Material for this task:
>>>
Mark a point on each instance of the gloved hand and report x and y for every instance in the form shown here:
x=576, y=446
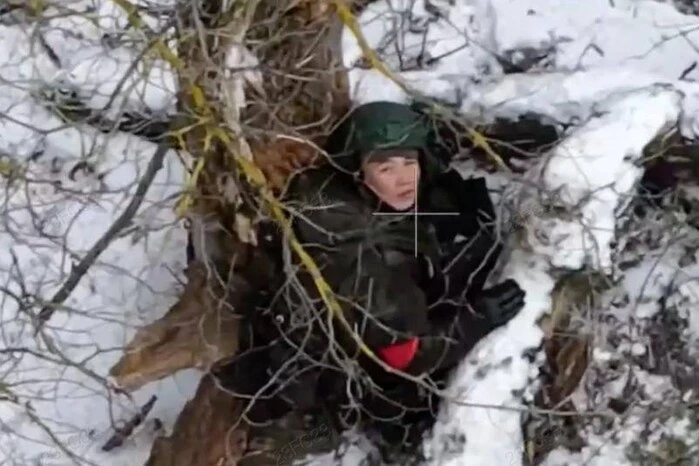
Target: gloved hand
x=501, y=302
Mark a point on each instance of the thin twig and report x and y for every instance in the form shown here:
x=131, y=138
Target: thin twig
x=76, y=274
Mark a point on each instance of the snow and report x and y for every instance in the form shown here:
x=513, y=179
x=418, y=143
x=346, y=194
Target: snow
x=49, y=222
x=619, y=72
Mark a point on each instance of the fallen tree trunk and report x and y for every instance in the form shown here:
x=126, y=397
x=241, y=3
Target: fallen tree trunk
x=303, y=91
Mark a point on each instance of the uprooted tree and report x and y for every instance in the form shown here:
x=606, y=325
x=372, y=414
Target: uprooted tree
x=242, y=149
x=260, y=85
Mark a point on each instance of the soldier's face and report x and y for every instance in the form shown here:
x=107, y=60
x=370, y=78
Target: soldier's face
x=394, y=178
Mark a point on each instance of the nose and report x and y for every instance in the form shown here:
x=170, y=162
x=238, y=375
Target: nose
x=407, y=176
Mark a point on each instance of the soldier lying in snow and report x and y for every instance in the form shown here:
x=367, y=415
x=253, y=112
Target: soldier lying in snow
x=412, y=293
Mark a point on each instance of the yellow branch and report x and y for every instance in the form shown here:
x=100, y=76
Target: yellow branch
x=350, y=21
x=254, y=174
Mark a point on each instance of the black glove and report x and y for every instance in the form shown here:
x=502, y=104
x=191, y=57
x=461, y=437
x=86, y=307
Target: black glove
x=501, y=302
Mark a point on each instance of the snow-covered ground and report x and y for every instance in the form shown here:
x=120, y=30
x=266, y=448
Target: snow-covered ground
x=622, y=72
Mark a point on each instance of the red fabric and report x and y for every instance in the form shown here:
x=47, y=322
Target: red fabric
x=399, y=355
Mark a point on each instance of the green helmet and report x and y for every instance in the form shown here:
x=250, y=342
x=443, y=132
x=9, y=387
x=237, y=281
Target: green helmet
x=374, y=126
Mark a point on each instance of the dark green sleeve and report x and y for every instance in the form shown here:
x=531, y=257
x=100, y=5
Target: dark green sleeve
x=383, y=302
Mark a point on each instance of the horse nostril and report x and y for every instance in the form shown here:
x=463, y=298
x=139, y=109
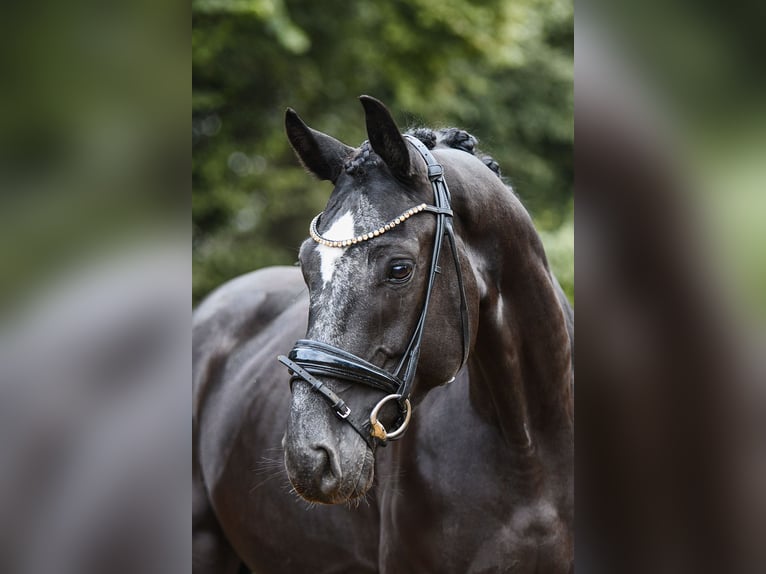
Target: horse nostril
x=329, y=469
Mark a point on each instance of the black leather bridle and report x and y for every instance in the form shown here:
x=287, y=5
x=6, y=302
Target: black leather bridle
x=311, y=359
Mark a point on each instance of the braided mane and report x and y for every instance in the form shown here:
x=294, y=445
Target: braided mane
x=449, y=137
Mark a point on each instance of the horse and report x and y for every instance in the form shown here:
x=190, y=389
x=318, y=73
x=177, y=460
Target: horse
x=425, y=422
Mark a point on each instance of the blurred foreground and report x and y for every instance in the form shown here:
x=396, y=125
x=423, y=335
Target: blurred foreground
x=671, y=293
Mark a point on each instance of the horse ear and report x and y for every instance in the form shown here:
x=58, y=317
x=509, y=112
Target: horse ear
x=322, y=155
x=385, y=138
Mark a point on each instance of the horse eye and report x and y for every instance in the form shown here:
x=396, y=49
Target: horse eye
x=400, y=272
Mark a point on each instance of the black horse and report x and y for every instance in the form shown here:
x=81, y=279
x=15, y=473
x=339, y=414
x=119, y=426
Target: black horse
x=410, y=286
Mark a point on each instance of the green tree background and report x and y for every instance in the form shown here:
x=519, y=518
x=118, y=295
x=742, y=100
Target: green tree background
x=502, y=70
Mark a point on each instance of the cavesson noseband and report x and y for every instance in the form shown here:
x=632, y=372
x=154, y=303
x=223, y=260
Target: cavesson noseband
x=309, y=359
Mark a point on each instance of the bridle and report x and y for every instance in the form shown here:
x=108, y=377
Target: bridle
x=309, y=359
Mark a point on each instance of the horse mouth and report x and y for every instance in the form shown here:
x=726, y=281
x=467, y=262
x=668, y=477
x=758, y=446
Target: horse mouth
x=350, y=487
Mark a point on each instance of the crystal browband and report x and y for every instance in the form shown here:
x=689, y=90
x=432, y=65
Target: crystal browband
x=365, y=236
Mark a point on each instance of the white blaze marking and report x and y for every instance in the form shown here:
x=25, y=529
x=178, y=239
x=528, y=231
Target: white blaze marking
x=342, y=228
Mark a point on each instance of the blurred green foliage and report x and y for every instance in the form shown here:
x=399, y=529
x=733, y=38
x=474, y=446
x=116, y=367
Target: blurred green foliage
x=502, y=70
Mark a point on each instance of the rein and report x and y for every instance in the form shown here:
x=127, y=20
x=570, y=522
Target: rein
x=309, y=359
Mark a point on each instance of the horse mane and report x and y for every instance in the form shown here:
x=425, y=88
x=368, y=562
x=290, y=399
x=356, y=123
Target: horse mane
x=449, y=137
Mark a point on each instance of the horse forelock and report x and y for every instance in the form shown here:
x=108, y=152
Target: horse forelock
x=365, y=158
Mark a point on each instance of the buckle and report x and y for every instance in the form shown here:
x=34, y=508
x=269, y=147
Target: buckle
x=343, y=414
x=435, y=171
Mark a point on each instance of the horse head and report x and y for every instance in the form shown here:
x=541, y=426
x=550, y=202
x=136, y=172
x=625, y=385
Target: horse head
x=391, y=313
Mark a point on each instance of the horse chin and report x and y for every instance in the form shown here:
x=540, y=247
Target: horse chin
x=324, y=488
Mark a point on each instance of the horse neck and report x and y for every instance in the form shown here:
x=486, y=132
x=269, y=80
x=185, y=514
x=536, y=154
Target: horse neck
x=520, y=368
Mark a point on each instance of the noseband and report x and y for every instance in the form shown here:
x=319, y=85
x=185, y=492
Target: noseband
x=309, y=359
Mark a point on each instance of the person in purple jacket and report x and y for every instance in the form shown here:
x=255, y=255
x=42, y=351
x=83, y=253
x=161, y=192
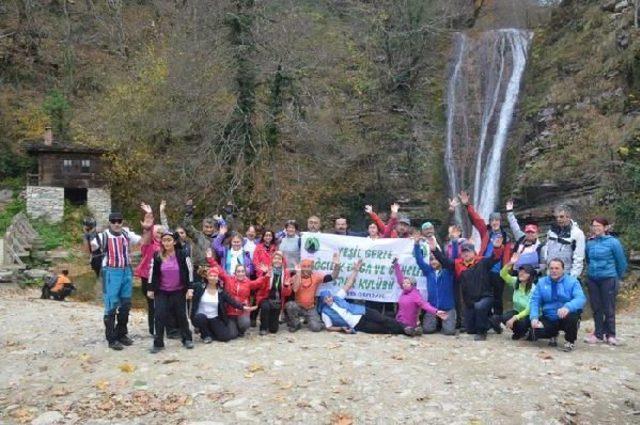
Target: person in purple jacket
x=229, y=250
x=411, y=302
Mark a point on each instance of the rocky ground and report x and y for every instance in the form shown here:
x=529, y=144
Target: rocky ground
x=56, y=368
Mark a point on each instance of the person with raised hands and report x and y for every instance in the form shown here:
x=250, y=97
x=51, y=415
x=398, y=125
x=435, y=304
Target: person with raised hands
x=523, y=285
x=527, y=244
x=440, y=287
x=117, y=276
x=339, y=315
x=210, y=305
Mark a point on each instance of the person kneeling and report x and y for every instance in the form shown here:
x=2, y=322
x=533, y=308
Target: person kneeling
x=517, y=319
x=339, y=315
x=209, y=308
x=560, y=298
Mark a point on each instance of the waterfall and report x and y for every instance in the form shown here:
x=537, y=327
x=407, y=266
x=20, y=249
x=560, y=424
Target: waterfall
x=482, y=93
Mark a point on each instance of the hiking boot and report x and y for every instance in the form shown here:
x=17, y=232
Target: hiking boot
x=495, y=324
x=612, y=340
x=125, y=340
x=116, y=345
x=155, y=349
x=592, y=339
x=409, y=331
x=480, y=337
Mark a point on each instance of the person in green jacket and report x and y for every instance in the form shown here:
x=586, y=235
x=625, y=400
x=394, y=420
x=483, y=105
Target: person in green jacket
x=517, y=319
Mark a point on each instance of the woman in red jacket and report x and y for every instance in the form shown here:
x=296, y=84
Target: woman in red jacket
x=239, y=287
x=271, y=297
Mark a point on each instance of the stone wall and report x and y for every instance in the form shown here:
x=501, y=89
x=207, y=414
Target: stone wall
x=99, y=202
x=45, y=202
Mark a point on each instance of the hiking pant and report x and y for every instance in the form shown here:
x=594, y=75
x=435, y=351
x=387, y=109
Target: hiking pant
x=117, y=287
x=238, y=325
x=552, y=328
x=430, y=323
x=270, y=315
x=374, y=322
x=213, y=328
x=602, y=297
x=295, y=311
x=476, y=316
x=170, y=304
x=498, y=289
x=520, y=326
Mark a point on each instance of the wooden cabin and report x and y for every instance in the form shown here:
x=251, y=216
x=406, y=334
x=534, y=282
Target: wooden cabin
x=67, y=172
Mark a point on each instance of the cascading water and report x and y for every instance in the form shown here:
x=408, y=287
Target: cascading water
x=481, y=98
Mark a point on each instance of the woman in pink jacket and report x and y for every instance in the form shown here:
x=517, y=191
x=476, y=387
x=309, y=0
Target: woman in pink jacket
x=411, y=302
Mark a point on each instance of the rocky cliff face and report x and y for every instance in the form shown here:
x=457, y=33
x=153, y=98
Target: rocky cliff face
x=579, y=113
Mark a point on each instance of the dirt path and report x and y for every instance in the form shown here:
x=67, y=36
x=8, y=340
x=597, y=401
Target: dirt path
x=56, y=366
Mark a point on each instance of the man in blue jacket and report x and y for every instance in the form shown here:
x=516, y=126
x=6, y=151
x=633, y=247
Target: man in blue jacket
x=556, y=304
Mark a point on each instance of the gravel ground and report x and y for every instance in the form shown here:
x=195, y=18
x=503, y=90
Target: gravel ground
x=56, y=368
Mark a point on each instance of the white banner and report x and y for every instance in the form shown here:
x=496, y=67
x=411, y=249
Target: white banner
x=376, y=280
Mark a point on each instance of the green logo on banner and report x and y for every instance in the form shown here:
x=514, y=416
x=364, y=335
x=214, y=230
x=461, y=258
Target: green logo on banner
x=312, y=245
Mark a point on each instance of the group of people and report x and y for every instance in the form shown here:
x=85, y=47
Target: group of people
x=224, y=281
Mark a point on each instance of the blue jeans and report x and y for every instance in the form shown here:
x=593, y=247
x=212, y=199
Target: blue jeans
x=476, y=316
x=602, y=297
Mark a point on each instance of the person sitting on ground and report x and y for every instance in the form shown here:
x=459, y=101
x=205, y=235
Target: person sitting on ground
x=606, y=265
x=63, y=286
x=472, y=271
x=411, y=302
x=489, y=234
x=527, y=245
x=272, y=295
x=290, y=244
x=339, y=315
x=209, y=308
x=305, y=286
x=230, y=253
x=559, y=297
x=440, y=287
x=517, y=319
x=170, y=286
x=239, y=286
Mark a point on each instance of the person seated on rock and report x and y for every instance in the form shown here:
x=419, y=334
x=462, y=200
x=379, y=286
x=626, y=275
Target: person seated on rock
x=63, y=286
x=517, y=319
x=339, y=315
x=440, y=278
x=305, y=286
x=170, y=286
x=556, y=304
x=209, y=308
x=473, y=271
x=411, y=302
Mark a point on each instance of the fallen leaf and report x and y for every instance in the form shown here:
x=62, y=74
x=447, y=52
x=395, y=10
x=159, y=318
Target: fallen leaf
x=127, y=367
x=341, y=419
x=256, y=367
x=544, y=355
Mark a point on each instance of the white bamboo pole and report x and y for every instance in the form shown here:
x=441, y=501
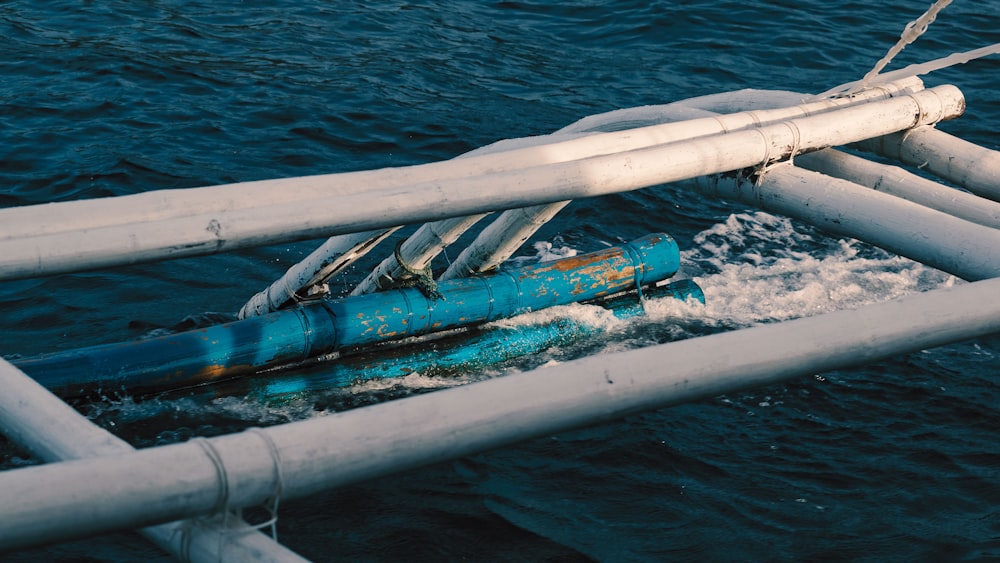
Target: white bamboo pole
<<<
Exercise directions:
Please copy out the lines above word for word, starting with the line that contains "Mark a point on each instance of the gravel" and going on through the line that contains "x=224, y=281".

Full response:
Mark a point on each instance of the gravel ground and report x and y for every instance in the form shown here:
x=195, y=18
x=503, y=90
Target: gravel ground
x=56, y=368
Mark a point on each instance of the white banner and report x and y for every instance in the form shown here:
x=496, y=67
x=411, y=249
Target: white banner
x=376, y=280
Mark a point on each instance of the green logo on banner and report x and y for every instance in the form shown here:
x=514, y=416
x=364, y=335
x=214, y=230
x=461, y=258
Target: green logo on banner
x=312, y=245
Mark a point on each instance of the group of people and report x and y for every instance in the form shown here:
x=85, y=47
Target: group of people
x=224, y=281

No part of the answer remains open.